::: DATA FOR THE TASK

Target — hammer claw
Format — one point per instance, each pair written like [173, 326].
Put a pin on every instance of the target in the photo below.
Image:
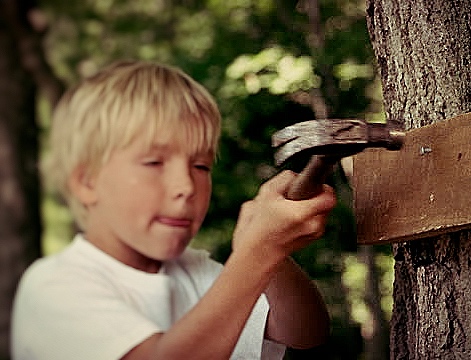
[329, 140]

::::::

* EXERCISE
From the first line to the last, please copy the data exactly, with the pictures left out.

* ANSWER BOX
Target — hammer claw
Format — one point per instance, each pair written like [173, 326].
Put a pin on every instance of the target in the photo below.
Image:
[329, 140]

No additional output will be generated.